» **WHAT TO WORK ON**: Output each record below exactly. No images go in the copy.

Records contained in a dataset:
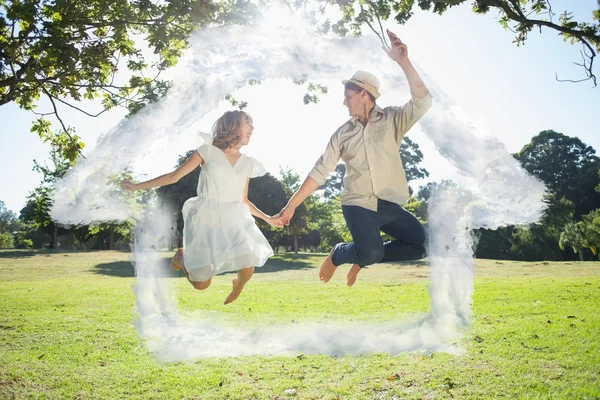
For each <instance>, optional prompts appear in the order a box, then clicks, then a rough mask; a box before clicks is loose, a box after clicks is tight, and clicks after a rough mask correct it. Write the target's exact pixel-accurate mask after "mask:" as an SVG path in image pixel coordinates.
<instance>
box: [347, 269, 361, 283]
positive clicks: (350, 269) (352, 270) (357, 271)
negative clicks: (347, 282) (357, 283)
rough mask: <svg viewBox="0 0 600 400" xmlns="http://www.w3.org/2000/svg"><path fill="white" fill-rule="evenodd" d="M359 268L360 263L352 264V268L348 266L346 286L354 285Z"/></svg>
mask: <svg viewBox="0 0 600 400" xmlns="http://www.w3.org/2000/svg"><path fill="white" fill-rule="evenodd" d="M360 269H361V268H360V265H358V264H354V265H352V268H350V271H349V272H348V287H352V285H354V283H355V282H356V275H358V273H359V272H360Z"/></svg>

» **EXERCISE SOLUTION**:
For each <instance>, optional prompts appear in the order a box, then clicks, then a rough mask; a box before clicks is loose, a box after clicks is tight, and clicks after a rough mask correct it. Write the target's exact pixel-accurate mask after "mask:" as an SVG path in image pixel coordinates.
<instance>
box: [347, 269, 361, 283]
positive clicks: (350, 269) (352, 270) (357, 271)
negative clicks: (347, 282) (357, 283)
rough mask: <svg viewBox="0 0 600 400" xmlns="http://www.w3.org/2000/svg"><path fill="white" fill-rule="evenodd" d="M359 268L360 263L352 264V268L348 266L346 286L354 285Z"/></svg>
mask: <svg viewBox="0 0 600 400" xmlns="http://www.w3.org/2000/svg"><path fill="white" fill-rule="evenodd" d="M360 269H361V268H360V265H358V264H354V265H352V268H350V271H349V272H348V287H352V285H354V283H355V282H356V275H358V273H359V272H360Z"/></svg>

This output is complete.